## TASK OBJECTIVE
Return each line below holding the string "parts".
╭─ DATA SHOWN
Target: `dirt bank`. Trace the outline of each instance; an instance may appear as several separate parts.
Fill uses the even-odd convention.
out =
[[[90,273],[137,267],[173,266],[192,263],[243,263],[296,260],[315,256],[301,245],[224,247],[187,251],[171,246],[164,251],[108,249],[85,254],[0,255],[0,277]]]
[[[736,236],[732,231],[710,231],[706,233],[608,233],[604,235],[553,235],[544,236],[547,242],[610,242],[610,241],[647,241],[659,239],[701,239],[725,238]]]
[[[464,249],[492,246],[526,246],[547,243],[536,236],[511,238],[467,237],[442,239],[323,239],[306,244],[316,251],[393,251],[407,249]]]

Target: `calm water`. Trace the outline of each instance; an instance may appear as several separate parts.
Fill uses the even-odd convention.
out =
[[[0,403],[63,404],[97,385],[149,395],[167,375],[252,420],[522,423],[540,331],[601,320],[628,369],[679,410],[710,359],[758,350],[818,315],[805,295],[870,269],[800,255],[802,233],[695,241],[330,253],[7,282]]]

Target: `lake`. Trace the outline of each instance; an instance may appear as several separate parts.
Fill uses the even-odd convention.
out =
╰─
## RESULT OF THIS EXERCISE
Target: `dirt bank`. Trace the outline of each instance; an instance may appear as several separate parts.
Target: `calm water`. Trace the outline of each instance; an instance may appear as several separate parts.
Target: `lake`. Trace the outline of each instance; an instance may appear as several separate parts.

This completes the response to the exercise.